_Work instructions_: Would you please return the line containing "Challenge: find every instance of green" and all the lines after it through the end of the records below, unchanged and on their own?

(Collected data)
—————
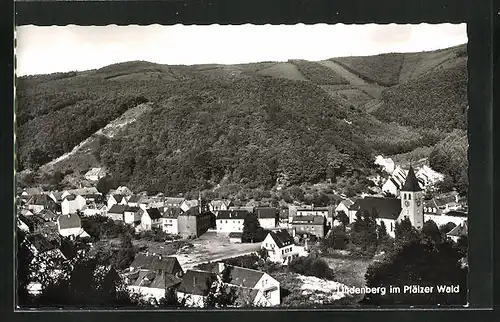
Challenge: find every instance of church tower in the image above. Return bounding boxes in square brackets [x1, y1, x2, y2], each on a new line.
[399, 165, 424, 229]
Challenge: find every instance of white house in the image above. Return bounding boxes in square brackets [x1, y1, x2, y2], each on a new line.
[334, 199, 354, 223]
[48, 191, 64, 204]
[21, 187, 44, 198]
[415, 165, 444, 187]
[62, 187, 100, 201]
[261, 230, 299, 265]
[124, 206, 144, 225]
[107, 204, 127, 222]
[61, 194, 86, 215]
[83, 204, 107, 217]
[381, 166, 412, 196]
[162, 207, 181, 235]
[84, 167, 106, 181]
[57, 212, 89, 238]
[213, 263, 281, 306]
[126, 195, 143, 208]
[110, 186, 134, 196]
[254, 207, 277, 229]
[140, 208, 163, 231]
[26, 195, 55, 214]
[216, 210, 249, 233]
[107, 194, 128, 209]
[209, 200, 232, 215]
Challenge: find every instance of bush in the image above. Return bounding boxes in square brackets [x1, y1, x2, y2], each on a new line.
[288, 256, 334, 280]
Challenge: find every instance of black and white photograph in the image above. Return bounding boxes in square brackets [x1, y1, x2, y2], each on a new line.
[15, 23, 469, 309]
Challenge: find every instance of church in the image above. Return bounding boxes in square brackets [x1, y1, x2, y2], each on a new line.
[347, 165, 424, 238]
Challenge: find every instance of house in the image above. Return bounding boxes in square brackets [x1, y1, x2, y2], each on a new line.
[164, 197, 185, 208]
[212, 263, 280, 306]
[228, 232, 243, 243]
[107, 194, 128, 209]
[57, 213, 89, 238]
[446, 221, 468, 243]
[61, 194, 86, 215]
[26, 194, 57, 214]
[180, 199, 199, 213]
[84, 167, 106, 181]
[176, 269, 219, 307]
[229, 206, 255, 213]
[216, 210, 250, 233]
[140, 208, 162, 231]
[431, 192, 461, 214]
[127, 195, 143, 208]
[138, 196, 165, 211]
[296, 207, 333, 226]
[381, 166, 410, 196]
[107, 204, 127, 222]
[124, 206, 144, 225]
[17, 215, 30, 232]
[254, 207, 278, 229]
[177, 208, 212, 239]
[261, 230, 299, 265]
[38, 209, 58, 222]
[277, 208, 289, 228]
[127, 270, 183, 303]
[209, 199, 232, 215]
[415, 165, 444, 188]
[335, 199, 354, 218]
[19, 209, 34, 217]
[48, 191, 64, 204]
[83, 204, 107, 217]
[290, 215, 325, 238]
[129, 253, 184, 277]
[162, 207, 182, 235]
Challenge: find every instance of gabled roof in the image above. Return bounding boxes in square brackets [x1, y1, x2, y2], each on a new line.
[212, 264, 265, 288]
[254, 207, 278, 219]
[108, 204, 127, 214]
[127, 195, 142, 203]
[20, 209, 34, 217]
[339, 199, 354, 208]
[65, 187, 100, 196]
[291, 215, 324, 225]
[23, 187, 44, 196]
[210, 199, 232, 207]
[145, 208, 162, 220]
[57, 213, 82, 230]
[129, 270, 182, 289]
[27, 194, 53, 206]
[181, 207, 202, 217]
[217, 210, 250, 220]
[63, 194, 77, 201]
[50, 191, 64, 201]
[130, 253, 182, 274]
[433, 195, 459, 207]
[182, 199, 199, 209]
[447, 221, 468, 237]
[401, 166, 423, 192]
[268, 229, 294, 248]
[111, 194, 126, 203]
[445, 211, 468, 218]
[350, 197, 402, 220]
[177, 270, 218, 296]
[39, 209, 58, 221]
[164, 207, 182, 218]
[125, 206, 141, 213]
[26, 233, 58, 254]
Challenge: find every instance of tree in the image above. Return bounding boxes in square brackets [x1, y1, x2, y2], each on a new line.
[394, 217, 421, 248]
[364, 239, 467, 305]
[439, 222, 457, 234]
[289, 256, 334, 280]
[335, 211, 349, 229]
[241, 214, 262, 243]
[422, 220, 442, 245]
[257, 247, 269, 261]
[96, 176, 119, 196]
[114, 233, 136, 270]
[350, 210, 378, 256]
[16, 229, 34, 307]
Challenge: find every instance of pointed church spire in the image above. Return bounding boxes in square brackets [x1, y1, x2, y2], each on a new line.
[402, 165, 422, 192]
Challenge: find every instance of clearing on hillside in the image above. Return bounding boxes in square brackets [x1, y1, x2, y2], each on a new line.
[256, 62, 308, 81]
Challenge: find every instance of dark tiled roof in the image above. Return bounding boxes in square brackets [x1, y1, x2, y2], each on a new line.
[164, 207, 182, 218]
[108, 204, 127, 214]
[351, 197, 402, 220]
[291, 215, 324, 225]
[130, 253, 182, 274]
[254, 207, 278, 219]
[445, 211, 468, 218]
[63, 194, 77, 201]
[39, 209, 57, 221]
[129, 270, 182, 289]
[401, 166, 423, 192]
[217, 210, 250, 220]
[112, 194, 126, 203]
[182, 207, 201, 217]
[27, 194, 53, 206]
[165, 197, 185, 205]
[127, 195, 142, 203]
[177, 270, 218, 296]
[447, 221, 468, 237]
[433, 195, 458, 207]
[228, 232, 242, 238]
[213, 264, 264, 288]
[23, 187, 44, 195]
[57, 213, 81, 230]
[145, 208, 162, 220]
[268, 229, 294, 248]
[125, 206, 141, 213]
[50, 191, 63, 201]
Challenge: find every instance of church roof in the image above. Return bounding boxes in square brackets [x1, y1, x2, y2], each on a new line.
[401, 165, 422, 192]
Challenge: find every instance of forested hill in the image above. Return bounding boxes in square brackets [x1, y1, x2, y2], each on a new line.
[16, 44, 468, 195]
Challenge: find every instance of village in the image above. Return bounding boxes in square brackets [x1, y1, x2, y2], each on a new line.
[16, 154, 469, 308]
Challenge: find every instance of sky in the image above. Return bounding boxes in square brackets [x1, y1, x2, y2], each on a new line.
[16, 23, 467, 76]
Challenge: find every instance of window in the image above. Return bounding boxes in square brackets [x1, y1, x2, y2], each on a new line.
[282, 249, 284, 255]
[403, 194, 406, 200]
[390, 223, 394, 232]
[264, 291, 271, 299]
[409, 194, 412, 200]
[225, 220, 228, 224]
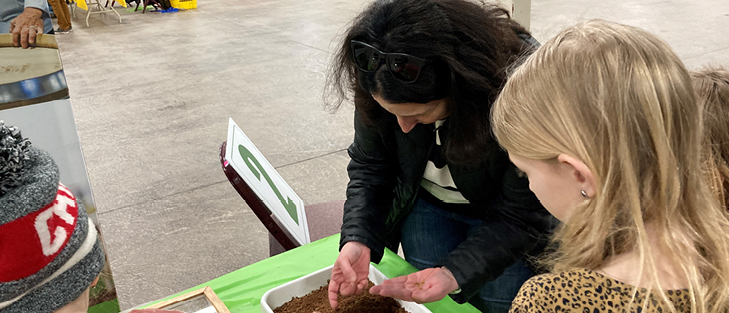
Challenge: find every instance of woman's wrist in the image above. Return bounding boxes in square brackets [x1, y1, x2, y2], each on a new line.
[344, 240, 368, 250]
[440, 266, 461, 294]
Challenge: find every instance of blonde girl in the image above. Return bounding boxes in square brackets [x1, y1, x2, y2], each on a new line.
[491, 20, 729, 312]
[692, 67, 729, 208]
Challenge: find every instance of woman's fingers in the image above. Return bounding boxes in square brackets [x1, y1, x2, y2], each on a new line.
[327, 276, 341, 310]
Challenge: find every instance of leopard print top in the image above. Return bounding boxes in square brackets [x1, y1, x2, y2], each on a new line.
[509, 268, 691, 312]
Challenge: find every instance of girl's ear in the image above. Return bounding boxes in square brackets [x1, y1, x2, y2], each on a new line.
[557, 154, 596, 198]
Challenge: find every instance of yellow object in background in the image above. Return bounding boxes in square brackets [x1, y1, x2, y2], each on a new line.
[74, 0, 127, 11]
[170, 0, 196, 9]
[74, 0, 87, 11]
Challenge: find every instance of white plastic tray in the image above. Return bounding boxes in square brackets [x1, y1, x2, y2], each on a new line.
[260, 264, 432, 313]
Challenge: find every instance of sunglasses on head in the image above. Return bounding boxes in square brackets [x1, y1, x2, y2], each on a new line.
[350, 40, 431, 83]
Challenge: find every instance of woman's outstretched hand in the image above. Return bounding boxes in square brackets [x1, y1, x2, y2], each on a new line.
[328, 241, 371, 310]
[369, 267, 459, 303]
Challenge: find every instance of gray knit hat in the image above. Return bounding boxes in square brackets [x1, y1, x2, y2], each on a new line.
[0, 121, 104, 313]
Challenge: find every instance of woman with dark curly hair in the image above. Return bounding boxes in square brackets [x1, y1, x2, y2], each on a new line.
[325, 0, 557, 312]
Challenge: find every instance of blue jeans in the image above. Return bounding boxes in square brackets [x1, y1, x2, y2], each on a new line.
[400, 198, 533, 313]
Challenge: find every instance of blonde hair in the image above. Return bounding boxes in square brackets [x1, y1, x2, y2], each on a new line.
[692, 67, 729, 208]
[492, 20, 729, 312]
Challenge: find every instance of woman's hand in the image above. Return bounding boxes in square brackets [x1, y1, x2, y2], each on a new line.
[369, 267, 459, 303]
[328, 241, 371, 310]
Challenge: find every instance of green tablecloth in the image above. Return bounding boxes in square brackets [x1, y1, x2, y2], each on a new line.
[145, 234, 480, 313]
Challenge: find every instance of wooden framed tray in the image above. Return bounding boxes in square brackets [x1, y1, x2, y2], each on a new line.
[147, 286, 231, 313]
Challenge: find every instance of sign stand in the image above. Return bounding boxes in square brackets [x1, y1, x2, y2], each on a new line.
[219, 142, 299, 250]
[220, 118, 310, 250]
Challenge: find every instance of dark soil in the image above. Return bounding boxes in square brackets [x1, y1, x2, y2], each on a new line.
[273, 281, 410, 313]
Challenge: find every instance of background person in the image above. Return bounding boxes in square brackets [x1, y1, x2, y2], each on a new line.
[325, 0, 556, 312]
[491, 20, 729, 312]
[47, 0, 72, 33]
—————
_Answer section_:
Challenge: find every instance of green tablecloth in the image above. Return bounding boxes in square brackets [x1, y1, x2, y2], each on a new line.
[145, 234, 480, 313]
Challenge: find every instance of wooden framed tray in the image above. Return bounding boxes in square brackets [x1, y1, x2, y2], each on a new line.
[147, 286, 231, 313]
Challenge: find every instance of sign stand in the image above. Return bounding boxes in square brackets [x1, y1, x2, y2], each on a new line.
[219, 142, 299, 250]
[220, 118, 310, 250]
Challenge: find every instance of dark soil in the image above. Return bounding boxes in square brackets [x1, y1, x2, y2], each on a new line.
[273, 281, 410, 313]
Challenge: find every instance of background person in the image above. Return bounding boxes in square brackets [x1, y1, x2, y2], each on a new line.
[325, 0, 556, 312]
[491, 20, 729, 312]
[47, 0, 72, 33]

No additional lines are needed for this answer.